Ashtar!
16.02.2009 um 21:38
Die Navajo haben einen Namen für solche Leute wie Ashtar Commander...Plastikschamanen...ich hab auch einen Namen für sie...Arschlöcher
Ich hab ein schönes Feature von Matussek aufgegabelt...ein Vierteljahrhundert alt
"Rahelio, der Halbindianer, steht auf einer Felszunge über dem Tal, die
Hände ausgebreitet, als wolle er es segnen. Das Tal ist ein sanfter
grüner Traum aus Joshua-Bäumen und Bananen-Yuccas, aus rotblühenden
Kakteen und silbernen Chollas, und gegenüber steigt der Fels in den
Himmel wie eine Kathedrale, kupferrot, monumental, ewig. Wer hier nicht
fromm wird, ist entweder blind oder Immobilienmakler.
Den Hopi-Indianern war das Land der roten Felsen heilig. Sie betraten es,
um ihren Ahnen und ihren Göttern zu opfern, und sie legten ihre
Medizinräder aus Felsbrocken auf die rote Erde, und sie beteten, und dann
kehrten sie zurück zu den trockenen Hochebenen in den Nordosten Arizonas.
Und nun steht Rahelio dort, reglos und mit geschlossenen Augen. Er lehnt
sich hinaus wie durch ein unsichtbares Fenster ins Jenseits, und alle in
seiner Reisegruppe lehnen sich sehnsüchtig mit: Der Börsenmakler aus San
Francisco, die Ärztin aus Malibu, der Vertriebsleiter aus Florida und die
Psychologie-Studentin aus New York harren vereint, wie in einem
Spielberg-Film, auf eine Begegnung der dritten Art.

* Bereitgestellte Daten:
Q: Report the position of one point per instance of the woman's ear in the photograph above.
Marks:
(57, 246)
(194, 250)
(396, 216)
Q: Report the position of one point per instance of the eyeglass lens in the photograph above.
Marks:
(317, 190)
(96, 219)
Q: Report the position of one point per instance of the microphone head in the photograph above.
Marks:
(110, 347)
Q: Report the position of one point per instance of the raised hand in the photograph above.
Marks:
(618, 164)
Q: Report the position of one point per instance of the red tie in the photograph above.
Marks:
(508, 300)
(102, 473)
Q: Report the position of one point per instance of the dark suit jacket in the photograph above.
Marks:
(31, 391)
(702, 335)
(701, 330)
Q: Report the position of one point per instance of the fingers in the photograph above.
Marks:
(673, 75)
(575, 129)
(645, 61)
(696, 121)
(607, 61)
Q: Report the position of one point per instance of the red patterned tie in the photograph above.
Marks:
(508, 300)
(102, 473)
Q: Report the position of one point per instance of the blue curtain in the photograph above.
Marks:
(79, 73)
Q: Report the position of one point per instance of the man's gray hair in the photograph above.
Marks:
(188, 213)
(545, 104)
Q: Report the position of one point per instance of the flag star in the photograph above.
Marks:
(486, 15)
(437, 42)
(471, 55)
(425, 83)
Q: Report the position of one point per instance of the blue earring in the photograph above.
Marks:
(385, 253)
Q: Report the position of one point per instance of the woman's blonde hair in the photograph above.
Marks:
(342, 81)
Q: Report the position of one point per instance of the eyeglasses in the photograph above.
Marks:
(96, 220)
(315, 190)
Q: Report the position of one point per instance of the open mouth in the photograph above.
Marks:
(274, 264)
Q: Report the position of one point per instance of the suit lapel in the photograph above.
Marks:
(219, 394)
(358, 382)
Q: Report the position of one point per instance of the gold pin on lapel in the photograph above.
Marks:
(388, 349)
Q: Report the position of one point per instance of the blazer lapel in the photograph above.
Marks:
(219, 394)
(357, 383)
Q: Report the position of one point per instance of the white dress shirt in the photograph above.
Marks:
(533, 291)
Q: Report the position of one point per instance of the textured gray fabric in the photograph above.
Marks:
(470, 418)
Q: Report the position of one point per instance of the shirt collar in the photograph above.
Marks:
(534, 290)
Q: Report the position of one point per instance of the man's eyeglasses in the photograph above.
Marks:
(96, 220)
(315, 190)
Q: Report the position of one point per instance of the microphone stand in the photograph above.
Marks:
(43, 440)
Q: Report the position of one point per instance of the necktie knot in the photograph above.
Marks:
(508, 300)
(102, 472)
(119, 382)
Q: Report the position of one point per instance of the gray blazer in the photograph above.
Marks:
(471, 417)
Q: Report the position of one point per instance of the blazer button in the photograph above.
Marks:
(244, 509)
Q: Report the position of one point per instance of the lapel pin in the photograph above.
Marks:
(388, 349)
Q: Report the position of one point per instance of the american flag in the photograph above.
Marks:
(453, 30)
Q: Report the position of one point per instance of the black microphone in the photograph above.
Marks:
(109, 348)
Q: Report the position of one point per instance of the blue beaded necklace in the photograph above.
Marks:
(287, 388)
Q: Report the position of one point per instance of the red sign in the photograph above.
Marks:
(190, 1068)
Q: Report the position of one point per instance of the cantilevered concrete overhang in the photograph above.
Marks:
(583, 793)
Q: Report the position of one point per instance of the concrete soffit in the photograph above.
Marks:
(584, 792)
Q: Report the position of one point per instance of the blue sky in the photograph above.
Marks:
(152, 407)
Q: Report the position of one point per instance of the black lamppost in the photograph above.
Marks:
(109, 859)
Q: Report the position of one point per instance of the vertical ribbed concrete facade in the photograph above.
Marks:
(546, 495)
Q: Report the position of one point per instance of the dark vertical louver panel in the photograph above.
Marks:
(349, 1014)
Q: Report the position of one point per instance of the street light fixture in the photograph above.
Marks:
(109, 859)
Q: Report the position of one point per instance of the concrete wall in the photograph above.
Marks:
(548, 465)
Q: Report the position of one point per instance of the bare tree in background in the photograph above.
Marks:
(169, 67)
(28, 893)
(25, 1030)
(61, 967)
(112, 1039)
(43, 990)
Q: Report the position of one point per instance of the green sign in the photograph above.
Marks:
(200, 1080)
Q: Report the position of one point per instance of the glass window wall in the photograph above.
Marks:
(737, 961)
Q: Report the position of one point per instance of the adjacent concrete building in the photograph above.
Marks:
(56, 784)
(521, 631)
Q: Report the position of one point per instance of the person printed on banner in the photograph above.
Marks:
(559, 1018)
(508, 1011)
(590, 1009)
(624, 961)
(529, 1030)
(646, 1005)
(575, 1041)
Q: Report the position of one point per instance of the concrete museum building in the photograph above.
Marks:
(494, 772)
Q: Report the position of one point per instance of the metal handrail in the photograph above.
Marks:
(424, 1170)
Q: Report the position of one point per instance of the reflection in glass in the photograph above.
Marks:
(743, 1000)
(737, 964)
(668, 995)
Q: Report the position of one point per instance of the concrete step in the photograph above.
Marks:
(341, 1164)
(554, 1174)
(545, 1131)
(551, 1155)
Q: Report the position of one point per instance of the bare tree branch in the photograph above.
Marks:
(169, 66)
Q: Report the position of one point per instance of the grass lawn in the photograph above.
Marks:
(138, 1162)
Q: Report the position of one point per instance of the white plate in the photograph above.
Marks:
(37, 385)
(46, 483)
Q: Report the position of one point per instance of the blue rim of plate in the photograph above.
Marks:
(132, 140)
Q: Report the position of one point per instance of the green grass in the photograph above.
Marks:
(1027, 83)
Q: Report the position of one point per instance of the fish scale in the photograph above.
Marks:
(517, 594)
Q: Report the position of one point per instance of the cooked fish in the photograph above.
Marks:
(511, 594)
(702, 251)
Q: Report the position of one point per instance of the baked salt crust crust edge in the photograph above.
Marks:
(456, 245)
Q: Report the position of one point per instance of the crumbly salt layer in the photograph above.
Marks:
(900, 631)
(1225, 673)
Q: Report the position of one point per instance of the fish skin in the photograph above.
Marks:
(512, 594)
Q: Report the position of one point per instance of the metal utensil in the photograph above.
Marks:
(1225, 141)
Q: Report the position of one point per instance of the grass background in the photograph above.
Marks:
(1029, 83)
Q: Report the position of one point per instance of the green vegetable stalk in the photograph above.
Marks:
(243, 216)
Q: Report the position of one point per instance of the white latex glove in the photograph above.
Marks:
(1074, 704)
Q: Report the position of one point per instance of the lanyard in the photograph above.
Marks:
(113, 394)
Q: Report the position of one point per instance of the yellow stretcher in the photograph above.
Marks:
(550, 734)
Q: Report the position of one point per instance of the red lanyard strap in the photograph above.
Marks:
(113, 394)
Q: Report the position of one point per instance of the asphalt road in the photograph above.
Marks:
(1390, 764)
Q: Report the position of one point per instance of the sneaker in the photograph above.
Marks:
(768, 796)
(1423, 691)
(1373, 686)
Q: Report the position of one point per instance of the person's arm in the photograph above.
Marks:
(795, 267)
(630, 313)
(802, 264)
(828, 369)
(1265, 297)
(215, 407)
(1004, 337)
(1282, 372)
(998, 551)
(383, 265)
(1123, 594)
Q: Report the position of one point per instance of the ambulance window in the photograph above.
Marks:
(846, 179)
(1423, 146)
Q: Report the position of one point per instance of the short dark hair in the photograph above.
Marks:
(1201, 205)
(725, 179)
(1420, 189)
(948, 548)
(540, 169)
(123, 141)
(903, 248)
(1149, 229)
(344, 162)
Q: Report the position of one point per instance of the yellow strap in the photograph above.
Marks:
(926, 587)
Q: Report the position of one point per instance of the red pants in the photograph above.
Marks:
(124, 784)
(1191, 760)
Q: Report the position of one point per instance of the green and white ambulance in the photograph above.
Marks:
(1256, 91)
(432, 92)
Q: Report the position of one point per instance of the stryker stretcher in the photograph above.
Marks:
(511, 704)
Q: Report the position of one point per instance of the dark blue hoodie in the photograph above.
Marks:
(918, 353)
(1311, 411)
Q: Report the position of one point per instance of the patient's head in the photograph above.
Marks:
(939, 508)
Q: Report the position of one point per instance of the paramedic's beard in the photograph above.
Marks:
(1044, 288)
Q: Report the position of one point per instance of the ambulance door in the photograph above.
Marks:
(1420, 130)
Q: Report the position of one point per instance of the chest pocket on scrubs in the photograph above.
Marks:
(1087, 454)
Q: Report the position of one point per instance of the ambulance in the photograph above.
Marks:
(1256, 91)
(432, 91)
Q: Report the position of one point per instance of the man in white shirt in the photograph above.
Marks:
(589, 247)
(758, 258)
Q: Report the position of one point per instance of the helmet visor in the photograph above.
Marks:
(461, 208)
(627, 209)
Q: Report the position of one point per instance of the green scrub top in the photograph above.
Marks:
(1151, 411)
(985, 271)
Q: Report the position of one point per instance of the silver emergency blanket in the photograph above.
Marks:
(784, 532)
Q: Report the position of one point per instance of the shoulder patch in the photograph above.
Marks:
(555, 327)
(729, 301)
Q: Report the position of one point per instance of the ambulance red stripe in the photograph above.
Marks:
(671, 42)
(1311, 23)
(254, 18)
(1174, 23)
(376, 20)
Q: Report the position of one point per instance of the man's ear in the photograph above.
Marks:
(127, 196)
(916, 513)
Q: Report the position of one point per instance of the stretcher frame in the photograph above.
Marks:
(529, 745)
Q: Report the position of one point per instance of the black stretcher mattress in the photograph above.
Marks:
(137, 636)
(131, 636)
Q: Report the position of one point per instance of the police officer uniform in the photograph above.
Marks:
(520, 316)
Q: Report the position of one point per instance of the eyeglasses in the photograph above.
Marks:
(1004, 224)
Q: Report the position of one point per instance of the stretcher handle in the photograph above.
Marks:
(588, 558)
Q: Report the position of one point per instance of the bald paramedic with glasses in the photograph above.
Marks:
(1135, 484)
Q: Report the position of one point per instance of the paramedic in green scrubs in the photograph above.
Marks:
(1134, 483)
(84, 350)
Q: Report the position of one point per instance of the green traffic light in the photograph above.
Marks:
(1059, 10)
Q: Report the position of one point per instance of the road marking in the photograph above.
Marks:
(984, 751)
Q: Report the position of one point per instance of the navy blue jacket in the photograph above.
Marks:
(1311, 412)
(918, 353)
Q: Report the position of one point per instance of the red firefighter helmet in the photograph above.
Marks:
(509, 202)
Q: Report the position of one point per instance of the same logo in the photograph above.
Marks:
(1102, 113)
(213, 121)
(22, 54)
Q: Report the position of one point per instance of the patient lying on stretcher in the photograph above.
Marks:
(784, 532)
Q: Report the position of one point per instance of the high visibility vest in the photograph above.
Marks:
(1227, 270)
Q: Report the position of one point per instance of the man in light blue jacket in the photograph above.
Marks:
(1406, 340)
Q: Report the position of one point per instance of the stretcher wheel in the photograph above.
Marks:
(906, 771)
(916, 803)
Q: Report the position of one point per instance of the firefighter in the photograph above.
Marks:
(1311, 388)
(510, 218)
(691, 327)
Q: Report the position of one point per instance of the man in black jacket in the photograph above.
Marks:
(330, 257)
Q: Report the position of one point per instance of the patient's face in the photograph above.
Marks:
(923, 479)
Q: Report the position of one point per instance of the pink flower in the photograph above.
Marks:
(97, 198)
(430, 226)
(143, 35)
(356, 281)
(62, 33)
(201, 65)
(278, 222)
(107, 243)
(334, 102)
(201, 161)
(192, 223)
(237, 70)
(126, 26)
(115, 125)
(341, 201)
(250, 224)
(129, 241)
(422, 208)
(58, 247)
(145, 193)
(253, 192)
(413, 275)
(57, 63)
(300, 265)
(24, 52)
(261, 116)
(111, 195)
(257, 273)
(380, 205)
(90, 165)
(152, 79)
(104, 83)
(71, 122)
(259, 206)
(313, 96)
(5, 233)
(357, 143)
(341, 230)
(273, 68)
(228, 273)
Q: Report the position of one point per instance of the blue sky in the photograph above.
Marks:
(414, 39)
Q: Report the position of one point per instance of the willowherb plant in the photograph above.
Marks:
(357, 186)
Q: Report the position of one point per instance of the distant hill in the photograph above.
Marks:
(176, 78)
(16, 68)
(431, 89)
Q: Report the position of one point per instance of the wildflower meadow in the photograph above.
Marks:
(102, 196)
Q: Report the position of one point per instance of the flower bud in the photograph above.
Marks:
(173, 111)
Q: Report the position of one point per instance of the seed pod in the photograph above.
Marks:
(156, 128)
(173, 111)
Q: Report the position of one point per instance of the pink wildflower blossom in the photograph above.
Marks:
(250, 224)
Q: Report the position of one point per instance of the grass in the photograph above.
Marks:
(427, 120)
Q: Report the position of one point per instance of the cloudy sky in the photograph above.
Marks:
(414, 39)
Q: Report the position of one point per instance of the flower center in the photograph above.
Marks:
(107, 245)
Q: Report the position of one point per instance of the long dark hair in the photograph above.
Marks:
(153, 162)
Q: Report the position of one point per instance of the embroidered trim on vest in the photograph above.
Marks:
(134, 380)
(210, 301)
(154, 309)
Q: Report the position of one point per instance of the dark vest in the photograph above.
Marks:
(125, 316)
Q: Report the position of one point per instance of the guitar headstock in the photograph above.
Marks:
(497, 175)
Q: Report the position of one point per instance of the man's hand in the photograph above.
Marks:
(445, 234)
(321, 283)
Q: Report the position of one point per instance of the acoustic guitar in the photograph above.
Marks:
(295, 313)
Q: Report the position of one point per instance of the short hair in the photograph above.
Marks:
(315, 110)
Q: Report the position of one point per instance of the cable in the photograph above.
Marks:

* Die Aufgabe: Schreiben Sie aus dem Text über Rahelio den Abschnitt wörtlich ab, beginnend mit „Den Hopi-Indianern war“ und weiter bis einschließlich „den Nordosten Arizonas.“.

* Antwort:
Den Hopi-Indianern war das Land der roten Felsen heilig. Sie betraten es,
um ihren Ahnen und ihren Göttern zu opfern, und sie legten ihre
Medizinräder aus Felsbrocken auf die rote Erde, und sie beteten, und dann
kehrten sie zurück zu den trockenen Hochebenen in den Nordosten Arizonas.